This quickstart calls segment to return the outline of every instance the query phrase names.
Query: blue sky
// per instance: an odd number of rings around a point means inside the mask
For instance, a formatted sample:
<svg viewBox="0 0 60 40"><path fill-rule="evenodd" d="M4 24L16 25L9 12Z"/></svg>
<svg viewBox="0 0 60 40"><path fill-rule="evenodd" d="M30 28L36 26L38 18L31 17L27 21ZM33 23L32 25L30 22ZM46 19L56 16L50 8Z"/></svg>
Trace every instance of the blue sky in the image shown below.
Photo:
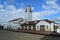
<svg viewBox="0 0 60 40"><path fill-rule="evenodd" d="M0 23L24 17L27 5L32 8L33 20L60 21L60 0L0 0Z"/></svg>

________________________

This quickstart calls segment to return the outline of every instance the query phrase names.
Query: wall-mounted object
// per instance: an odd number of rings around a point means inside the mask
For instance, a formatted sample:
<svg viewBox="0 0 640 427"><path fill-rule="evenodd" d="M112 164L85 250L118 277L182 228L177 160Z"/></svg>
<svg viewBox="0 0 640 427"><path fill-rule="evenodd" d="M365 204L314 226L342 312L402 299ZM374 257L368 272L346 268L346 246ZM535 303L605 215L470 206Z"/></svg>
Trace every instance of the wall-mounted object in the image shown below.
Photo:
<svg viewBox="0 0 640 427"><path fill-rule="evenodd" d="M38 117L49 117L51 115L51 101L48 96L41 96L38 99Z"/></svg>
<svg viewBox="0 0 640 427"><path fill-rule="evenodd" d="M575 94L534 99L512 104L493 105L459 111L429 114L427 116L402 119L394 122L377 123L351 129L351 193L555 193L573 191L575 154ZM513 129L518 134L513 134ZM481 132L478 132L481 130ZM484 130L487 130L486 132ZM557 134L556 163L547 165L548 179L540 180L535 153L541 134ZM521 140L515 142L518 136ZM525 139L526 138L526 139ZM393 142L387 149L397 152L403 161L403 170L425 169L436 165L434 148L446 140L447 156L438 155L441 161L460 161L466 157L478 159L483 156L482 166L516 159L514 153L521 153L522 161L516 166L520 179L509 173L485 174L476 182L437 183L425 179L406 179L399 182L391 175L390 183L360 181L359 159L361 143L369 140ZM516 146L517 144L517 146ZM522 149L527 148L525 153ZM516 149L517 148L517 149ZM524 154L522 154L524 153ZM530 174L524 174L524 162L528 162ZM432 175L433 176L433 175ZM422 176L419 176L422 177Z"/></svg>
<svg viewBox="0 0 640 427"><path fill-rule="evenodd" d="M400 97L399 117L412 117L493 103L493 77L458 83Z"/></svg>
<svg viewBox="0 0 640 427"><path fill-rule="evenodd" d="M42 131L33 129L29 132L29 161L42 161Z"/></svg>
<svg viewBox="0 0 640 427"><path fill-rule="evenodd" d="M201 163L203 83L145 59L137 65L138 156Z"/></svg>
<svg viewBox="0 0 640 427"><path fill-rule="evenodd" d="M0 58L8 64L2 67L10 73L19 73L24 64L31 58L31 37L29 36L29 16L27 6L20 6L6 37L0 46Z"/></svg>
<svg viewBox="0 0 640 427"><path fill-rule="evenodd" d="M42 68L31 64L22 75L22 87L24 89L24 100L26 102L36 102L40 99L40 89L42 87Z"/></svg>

________________________

- _BRIEF_: Your reply must be one number, namely the count of lines above that hold the string "Trace".

- _YOUR RESPONSE_: 2